-- Job --
The data must be written out once more, precisely as given.

-- Recorded information --
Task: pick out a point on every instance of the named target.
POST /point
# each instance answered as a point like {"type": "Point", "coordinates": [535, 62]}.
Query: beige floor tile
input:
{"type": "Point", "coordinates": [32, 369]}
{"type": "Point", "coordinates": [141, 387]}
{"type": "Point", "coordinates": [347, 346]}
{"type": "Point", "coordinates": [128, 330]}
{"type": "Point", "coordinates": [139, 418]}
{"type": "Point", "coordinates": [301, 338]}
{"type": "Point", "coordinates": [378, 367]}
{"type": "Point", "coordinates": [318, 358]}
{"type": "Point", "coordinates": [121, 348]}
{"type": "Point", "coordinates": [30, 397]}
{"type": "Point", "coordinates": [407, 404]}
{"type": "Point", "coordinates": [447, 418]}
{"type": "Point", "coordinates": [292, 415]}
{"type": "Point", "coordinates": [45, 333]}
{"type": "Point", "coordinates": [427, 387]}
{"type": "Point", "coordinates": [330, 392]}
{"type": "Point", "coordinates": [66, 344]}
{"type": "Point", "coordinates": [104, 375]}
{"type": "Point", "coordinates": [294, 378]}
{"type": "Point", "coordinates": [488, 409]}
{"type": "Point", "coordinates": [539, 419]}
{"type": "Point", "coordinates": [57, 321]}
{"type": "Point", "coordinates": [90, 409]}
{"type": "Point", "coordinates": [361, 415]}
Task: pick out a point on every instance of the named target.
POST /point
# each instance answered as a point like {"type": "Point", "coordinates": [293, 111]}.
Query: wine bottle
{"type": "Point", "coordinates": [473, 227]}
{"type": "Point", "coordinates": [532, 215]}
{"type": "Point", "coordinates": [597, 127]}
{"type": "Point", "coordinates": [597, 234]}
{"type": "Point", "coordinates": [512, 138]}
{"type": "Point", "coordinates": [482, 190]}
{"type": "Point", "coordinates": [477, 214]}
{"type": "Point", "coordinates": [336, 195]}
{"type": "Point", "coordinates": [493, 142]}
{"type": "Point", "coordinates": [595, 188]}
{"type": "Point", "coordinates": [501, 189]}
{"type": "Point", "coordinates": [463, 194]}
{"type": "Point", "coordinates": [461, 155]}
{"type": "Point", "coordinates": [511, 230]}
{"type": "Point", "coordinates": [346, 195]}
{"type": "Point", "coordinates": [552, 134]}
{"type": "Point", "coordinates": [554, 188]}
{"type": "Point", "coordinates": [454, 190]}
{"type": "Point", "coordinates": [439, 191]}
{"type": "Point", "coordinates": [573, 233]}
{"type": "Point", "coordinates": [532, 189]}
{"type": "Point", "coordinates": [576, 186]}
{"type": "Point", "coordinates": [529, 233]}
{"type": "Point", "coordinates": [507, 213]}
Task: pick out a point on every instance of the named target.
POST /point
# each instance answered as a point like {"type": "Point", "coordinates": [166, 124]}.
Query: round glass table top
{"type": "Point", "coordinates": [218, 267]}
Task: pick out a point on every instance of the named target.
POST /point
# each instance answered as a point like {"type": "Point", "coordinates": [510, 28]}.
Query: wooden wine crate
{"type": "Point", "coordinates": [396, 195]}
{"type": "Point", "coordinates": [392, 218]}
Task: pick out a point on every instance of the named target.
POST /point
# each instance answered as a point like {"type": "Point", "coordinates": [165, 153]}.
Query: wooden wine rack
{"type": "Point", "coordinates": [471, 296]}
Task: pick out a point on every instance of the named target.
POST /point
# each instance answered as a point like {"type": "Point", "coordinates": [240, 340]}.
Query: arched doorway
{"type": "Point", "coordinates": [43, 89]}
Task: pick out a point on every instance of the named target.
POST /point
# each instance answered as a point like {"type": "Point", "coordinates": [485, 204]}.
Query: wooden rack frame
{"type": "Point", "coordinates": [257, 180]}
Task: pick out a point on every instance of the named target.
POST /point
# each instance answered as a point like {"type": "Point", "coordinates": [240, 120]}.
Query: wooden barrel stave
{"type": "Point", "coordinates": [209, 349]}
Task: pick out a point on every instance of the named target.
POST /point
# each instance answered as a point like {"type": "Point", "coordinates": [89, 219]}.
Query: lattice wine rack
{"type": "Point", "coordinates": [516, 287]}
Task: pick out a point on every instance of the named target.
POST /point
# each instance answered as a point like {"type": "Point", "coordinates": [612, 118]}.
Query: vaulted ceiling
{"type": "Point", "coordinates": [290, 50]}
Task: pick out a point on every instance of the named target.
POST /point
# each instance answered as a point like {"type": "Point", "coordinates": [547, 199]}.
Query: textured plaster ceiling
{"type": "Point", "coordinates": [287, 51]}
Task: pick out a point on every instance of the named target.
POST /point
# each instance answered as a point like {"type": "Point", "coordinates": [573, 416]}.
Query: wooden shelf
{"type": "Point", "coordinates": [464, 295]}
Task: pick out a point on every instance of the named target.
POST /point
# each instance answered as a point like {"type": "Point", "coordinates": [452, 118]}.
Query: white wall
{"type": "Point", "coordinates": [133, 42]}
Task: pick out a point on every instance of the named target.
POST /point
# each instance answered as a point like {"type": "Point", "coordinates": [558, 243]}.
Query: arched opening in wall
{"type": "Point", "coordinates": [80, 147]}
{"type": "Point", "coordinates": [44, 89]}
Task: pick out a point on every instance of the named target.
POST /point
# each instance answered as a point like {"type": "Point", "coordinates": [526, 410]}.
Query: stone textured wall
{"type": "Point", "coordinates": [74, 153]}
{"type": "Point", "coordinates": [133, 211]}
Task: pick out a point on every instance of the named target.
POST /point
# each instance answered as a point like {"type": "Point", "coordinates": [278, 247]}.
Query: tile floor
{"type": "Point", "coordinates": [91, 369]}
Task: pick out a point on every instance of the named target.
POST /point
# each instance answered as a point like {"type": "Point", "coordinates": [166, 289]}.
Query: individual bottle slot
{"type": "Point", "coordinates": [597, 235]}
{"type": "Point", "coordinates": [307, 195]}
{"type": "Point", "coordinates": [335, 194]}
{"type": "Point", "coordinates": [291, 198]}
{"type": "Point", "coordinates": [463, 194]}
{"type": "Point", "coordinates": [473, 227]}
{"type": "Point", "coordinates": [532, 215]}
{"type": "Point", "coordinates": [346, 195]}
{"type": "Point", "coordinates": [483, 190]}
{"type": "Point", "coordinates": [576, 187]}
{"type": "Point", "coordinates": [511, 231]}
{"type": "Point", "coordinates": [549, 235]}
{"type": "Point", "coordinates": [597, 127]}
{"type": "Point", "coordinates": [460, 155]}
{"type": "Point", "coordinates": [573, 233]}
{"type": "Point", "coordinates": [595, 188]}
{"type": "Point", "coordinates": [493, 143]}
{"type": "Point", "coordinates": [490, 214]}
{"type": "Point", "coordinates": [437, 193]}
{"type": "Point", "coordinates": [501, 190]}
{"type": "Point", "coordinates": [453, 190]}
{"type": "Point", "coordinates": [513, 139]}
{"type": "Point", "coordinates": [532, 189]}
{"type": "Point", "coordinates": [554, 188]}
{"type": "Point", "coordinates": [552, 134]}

-- Answer to this problem --
Task: pick out a point on every instance of the named target.
POST /point
# each instance answered as a point like {"type": "Point", "coordinates": [535, 62]}.
Query: beige floor tile
input:
{"type": "Point", "coordinates": [32, 369]}
{"type": "Point", "coordinates": [141, 387]}
{"type": "Point", "coordinates": [347, 346]}
{"type": "Point", "coordinates": [128, 330]}
{"type": "Point", "coordinates": [139, 418]}
{"type": "Point", "coordinates": [301, 338]}
{"type": "Point", "coordinates": [378, 367]}
{"type": "Point", "coordinates": [318, 358]}
{"type": "Point", "coordinates": [121, 348]}
{"type": "Point", "coordinates": [30, 397]}
{"type": "Point", "coordinates": [407, 404]}
{"type": "Point", "coordinates": [447, 418]}
{"type": "Point", "coordinates": [292, 415]}
{"type": "Point", "coordinates": [45, 333]}
{"type": "Point", "coordinates": [427, 387]}
{"type": "Point", "coordinates": [330, 392]}
{"type": "Point", "coordinates": [66, 344]}
{"type": "Point", "coordinates": [104, 375]}
{"type": "Point", "coordinates": [294, 378]}
{"type": "Point", "coordinates": [488, 409]}
{"type": "Point", "coordinates": [539, 419]}
{"type": "Point", "coordinates": [57, 321]}
{"type": "Point", "coordinates": [90, 409]}
{"type": "Point", "coordinates": [361, 415]}
Task: pick out a point on every instance of the named target.
POST /point
# each instance answered as a point like {"type": "Point", "coordinates": [293, 111]}.
Query: wine bottle
{"type": "Point", "coordinates": [473, 227]}
{"type": "Point", "coordinates": [532, 215]}
{"type": "Point", "coordinates": [597, 127]}
{"type": "Point", "coordinates": [597, 234]}
{"type": "Point", "coordinates": [512, 138]}
{"type": "Point", "coordinates": [482, 190]}
{"type": "Point", "coordinates": [477, 214]}
{"type": "Point", "coordinates": [336, 195]}
{"type": "Point", "coordinates": [493, 142]}
{"type": "Point", "coordinates": [595, 188]}
{"type": "Point", "coordinates": [501, 189]}
{"type": "Point", "coordinates": [463, 194]}
{"type": "Point", "coordinates": [461, 155]}
{"type": "Point", "coordinates": [511, 230]}
{"type": "Point", "coordinates": [346, 195]}
{"type": "Point", "coordinates": [552, 134]}
{"type": "Point", "coordinates": [554, 188]}
{"type": "Point", "coordinates": [454, 190]}
{"type": "Point", "coordinates": [439, 191]}
{"type": "Point", "coordinates": [573, 233]}
{"type": "Point", "coordinates": [532, 189]}
{"type": "Point", "coordinates": [576, 186]}
{"type": "Point", "coordinates": [529, 233]}
{"type": "Point", "coordinates": [507, 213]}
Task: pick out a point on every instance of the named target.
POST /point
# each instance answered as a point like {"type": "Point", "coordinates": [166, 124]}.
Query: round glass table top
{"type": "Point", "coordinates": [218, 267]}
Task: pick out a point on every instance of the named target.
POST /point
# each instance answered as a point like {"type": "Point", "coordinates": [510, 28]}.
Query: wooden wine crate
{"type": "Point", "coordinates": [396, 195]}
{"type": "Point", "coordinates": [392, 218]}
Task: pick out a point on every instance of the named target.
POST /point
# each instance answered as a point like {"type": "Point", "coordinates": [165, 153]}.
Query: wooden wine rack
{"type": "Point", "coordinates": [471, 296]}
Task: pick out a point on every instance of the named target.
POST /point
# each instance answered as a point like {"type": "Point", "coordinates": [240, 340]}.
Query: arched doorway
{"type": "Point", "coordinates": [43, 89]}
Task: pick out a point on every instance of the named target.
POST /point
# each instance answered as a point like {"type": "Point", "coordinates": [485, 204]}.
Query: wooden rack frame
{"type": "Point", "coordinates": [257, 180]}
Task: pick out a point on every instance of the named target.
POST /point
# each instance answered as a point like {"type": "Point", "coordinates": [240, 120]}.
Query: wooden barrel stave
{"type": "Point", "coordinates": [209, 349]}
Task: pick out a point on every instance of the named target.
POST /point
# each instance answered as a point like {"type": "Point", "coordinates": [89, 219]}.
Query: lattice wine rack
{"type": "Point", "coordinates": [516, 287]}
Task: pick out a point on every instance of the named target.
POST /point
# each instance answered as a point like {"type": "Point", "coordinates": [612, 118]}.
Query: vaulted ceiling
{"type": "Point", "coordinates": [290, 50]}
Task: pick out a point on every instance of the named target.
POST /point
# each instance answered as a point like {"type": "Point", "coordinates": [547, 199]}.
Query: textured plaster ceiling
{"type": "Point", "coordinates": [287, 51]}
Task: pick out a point on every instance of the named target.
POST /point
# each instance answered as a point like {"type": "Point", "coordinates": [573, 416]}.
Query: wooden shelf
{"type": "Point", "coordinates": [464, 295]}
Task: pick out a point on every instance of the named target.
POST /point
# each instance answered as a point like {"type": "Point", "coordinates": [452, 118]}.
Query: white wall
{"type": "Point", "coordinates": [133, 42]}
Task: pick out a point on every instance of the named target.
POST /point
# each instance answered as a point like {"type": "Point", "coordinates": [558, 243]}.
Query: arched opening in wall
{"type": "Point", "coordinates": [80, 147]}
{"type": "Point", "coordinates": [44, 89]}
Task: pick out a point on every instance of the named target.
POST /point
# each instance answered as a point like {"type": "Point", "coordinates": [526, 410]}.
Query: stone textured wall
{"type": "Point", "coordinates": [74, 153]}
{"type": "Point", "coordinates": [133, 211]}
Task: pick out a point on every instance of the named target.
POST /point
# each instance answered as a point like {"type": "Point", "coordinates": [278, 247]}.
Query: tile floor
{"type": "Point", "coordinates": [91, 369]}
Task: pick out a point on every instance of the named target.
POST /point
# each instance answered as a point like {"type": "Point", "coordinates": [166, 289]}.
Query: individual bottle slot
{"type": "Point", "coordinates": [597, 235]}
{"type": "Point", "coordinates": [307, 195]}
{"type": "Point", "coordinates": [335, 194]}
{"type": "Point", "coordinates": [291, 198]}
{"type": "Point", "coordinates": [463, 194]}
{"type": "Point", "coordinates": [473, 227]}
{"type": "Point", "coordinates": [532, 215]}
{"type": "Point", "coordinates": [346, 195]}
{"type": "Point", "coordinates": [483, 190]}
{"type": "Point", "coordinates": [576, 187]}
{"type": "Point", "coordinates": [511, 231]}
{"type": "Point", "coordinates": [549, 235]}
{"type": "Point", "coordinates": [597, 127]}
{"type": "Point", "coordinates": [460, 155]}
{"type": "Point", "coordinates": [573, 233]}
{"type": "Point", "coordinates": [595, 188]}
{"type": "Point", "coordinates": [493, 143]}
{"type": "Point", "coordinates": [490, 214]}
{"type": "Point", "coordinates": [437, 193]}
{"type": "Point", "coordinates": [501, 190]}
{"type": "Point", "coordinates": [453, 190]}
{"type": "Point", "coordinates": [513, 139]}
{"type": "Point", "coordinates": [532, 189]}
{"type": "Point", "coordinates": [554, 188]}
{"type": "Point", "coordinates": [552, 134]}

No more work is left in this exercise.